>>

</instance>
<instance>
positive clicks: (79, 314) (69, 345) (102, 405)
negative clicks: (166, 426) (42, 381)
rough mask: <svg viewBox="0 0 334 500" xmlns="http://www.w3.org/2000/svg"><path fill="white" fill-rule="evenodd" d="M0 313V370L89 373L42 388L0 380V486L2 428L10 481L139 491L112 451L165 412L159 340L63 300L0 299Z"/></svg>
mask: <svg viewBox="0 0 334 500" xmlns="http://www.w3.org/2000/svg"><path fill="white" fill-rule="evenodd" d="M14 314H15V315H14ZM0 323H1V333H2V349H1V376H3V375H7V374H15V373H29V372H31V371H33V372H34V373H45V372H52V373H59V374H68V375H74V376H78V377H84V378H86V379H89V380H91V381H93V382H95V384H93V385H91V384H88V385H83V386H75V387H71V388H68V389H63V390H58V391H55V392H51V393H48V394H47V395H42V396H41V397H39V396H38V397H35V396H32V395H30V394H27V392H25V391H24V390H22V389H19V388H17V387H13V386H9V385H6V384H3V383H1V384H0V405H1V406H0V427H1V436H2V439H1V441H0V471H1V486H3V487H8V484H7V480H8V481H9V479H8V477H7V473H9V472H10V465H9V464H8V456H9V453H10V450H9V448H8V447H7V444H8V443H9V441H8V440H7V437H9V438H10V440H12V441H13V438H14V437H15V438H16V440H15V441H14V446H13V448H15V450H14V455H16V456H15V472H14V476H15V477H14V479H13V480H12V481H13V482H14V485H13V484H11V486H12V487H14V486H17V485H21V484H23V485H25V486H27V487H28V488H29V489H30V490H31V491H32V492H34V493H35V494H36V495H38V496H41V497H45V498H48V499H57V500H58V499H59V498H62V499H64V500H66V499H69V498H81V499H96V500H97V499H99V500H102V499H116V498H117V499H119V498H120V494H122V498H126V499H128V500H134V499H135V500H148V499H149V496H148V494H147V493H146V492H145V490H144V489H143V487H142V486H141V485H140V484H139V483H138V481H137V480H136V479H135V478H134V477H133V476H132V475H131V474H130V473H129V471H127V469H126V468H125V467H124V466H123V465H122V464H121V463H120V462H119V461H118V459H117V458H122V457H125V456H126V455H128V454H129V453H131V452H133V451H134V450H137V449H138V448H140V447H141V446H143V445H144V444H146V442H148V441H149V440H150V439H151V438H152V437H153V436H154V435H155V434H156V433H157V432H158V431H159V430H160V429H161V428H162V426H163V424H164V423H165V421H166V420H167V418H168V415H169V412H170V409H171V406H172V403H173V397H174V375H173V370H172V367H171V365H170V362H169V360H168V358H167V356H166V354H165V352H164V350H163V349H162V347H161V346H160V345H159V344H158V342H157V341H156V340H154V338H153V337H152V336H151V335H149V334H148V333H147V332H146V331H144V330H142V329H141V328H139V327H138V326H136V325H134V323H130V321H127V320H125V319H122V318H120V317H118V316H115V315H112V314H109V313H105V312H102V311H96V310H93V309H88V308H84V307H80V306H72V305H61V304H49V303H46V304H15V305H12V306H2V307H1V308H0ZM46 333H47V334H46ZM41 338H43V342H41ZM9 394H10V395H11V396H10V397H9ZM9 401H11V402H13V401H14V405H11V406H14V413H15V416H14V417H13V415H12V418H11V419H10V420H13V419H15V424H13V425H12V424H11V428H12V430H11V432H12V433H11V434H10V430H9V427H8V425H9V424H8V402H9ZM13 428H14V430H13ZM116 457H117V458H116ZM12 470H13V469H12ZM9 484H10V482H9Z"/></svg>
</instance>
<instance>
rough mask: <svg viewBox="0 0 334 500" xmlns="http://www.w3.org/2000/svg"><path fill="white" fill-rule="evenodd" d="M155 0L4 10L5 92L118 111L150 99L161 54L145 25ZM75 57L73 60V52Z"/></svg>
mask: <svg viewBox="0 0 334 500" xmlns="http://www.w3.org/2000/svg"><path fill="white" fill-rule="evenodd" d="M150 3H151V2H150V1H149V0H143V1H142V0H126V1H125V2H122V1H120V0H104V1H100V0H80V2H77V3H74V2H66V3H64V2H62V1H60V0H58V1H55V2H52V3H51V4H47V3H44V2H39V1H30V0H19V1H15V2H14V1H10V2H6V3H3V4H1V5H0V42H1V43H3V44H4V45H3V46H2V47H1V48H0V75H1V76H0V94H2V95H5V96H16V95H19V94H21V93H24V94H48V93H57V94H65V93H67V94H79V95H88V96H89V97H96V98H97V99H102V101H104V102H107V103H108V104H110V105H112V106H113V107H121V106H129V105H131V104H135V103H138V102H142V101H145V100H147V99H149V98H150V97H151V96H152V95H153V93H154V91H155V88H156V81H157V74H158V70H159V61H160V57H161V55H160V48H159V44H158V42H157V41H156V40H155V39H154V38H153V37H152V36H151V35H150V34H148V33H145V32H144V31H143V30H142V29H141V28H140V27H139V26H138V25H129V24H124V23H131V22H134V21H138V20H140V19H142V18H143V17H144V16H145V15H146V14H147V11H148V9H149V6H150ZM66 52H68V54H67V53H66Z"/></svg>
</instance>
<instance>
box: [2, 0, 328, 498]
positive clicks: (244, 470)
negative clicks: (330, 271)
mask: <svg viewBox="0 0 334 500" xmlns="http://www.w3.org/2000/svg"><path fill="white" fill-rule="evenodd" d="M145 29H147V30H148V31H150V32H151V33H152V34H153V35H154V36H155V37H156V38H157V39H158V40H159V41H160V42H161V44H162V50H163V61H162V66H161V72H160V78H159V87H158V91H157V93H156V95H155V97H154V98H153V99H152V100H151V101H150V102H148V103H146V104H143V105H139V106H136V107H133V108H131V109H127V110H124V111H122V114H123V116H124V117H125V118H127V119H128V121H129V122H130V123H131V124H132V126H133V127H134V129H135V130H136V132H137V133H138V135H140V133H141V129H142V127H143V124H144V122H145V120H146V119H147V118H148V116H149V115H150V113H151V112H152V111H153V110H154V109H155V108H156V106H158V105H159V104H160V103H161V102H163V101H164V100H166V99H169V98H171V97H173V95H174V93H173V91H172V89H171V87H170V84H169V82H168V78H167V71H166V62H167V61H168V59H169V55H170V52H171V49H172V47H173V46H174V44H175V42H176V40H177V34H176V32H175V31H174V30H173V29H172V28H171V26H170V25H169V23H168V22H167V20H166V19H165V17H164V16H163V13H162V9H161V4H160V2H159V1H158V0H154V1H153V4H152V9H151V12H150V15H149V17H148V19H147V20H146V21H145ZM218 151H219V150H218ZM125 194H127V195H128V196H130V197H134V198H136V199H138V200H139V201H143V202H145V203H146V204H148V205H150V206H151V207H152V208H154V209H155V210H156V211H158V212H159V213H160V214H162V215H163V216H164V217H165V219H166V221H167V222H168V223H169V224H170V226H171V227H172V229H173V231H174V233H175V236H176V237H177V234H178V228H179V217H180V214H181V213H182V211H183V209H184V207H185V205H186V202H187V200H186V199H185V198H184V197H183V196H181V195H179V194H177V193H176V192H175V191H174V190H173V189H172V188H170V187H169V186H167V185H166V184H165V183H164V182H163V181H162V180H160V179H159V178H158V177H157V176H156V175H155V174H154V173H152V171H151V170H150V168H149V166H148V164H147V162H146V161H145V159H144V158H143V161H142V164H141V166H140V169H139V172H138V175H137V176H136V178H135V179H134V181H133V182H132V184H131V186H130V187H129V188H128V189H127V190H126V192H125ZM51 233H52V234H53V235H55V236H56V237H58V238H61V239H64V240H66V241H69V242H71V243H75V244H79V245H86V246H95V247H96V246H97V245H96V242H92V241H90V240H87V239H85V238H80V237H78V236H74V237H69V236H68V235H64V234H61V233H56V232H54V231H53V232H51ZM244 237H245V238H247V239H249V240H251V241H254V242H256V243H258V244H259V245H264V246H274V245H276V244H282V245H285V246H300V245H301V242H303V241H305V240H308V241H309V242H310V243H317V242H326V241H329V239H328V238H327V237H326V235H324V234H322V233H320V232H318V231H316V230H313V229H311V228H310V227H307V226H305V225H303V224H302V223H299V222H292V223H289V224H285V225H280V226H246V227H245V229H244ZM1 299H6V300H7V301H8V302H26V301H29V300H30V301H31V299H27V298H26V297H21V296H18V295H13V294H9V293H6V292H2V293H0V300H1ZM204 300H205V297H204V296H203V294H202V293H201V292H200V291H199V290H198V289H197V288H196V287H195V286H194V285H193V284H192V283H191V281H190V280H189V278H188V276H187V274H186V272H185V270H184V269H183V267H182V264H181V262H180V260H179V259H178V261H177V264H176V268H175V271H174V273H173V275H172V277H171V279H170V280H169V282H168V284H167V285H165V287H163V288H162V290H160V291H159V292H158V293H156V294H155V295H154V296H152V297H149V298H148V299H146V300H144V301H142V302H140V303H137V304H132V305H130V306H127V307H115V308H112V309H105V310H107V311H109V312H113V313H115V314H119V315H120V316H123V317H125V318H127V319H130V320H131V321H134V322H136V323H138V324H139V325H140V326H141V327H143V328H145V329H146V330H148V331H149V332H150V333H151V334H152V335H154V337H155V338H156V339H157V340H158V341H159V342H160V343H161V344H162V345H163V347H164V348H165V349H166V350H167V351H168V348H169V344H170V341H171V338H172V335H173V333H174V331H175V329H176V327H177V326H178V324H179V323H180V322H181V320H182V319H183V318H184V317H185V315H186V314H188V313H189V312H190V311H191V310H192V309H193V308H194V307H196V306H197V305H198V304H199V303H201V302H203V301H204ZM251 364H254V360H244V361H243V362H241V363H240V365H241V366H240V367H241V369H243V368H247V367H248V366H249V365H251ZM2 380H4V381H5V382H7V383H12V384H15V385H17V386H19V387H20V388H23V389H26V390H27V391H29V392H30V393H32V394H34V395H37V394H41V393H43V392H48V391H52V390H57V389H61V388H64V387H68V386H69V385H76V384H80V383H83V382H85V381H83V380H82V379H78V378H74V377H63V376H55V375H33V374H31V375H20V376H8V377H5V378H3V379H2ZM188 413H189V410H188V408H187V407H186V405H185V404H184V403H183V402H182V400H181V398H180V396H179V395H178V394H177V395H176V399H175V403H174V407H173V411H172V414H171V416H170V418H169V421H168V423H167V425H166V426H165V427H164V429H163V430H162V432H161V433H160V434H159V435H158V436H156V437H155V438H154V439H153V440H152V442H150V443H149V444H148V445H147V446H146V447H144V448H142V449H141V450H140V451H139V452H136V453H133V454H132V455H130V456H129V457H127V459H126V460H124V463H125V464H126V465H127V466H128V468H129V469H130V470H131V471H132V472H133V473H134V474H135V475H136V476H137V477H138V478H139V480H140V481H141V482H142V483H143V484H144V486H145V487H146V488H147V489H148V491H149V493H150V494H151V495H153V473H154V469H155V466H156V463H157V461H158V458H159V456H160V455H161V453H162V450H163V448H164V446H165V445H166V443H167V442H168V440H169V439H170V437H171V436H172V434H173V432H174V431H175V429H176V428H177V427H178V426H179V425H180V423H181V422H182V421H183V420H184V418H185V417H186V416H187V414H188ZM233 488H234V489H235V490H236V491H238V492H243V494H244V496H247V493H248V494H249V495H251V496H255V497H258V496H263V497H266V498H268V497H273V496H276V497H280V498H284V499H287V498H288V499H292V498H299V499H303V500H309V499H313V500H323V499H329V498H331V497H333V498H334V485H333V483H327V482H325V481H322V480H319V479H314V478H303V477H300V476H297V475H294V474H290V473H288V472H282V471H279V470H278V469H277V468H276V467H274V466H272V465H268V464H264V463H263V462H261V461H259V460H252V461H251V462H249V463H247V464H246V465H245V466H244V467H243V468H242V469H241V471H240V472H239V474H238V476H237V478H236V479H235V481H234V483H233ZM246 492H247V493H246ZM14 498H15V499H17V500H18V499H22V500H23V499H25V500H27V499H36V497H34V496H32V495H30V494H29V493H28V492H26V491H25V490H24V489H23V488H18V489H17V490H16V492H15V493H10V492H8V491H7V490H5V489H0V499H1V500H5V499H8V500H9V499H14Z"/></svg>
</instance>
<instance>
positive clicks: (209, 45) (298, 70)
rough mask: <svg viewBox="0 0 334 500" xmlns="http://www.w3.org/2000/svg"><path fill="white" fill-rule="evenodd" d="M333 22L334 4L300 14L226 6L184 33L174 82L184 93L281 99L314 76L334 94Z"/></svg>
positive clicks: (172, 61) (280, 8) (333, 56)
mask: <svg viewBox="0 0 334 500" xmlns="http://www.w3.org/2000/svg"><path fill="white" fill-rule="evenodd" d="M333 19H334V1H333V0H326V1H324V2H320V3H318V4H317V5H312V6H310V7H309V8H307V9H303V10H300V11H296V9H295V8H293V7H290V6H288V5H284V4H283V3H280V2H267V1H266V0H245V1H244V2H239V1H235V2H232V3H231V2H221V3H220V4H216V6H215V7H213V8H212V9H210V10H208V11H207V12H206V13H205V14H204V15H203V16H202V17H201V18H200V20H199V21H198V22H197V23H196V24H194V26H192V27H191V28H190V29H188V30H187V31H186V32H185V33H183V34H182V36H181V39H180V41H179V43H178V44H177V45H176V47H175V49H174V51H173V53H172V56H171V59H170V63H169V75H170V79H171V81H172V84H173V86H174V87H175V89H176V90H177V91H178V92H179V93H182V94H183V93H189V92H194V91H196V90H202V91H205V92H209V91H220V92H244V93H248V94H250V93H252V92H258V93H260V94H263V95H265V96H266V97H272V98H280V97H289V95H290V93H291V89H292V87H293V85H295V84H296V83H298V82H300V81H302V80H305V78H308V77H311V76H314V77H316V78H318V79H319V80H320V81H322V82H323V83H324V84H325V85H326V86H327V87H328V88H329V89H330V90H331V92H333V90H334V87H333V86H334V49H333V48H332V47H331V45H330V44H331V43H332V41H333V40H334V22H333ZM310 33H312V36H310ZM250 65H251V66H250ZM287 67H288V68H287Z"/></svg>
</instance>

<<

§ PROBLEM REQUIREMENTS:
What you output must match the lines from the beginning of the material through the line with "negative clicks: (166, 426) (42, 381)" exactly, both ends included.

§ REPLY TO THE EXERCISE:
</instance>
<instance>
positive clicks: (79, 314) (69, 345) (102, 405)
negative clicks: (166, 426) (42, 381)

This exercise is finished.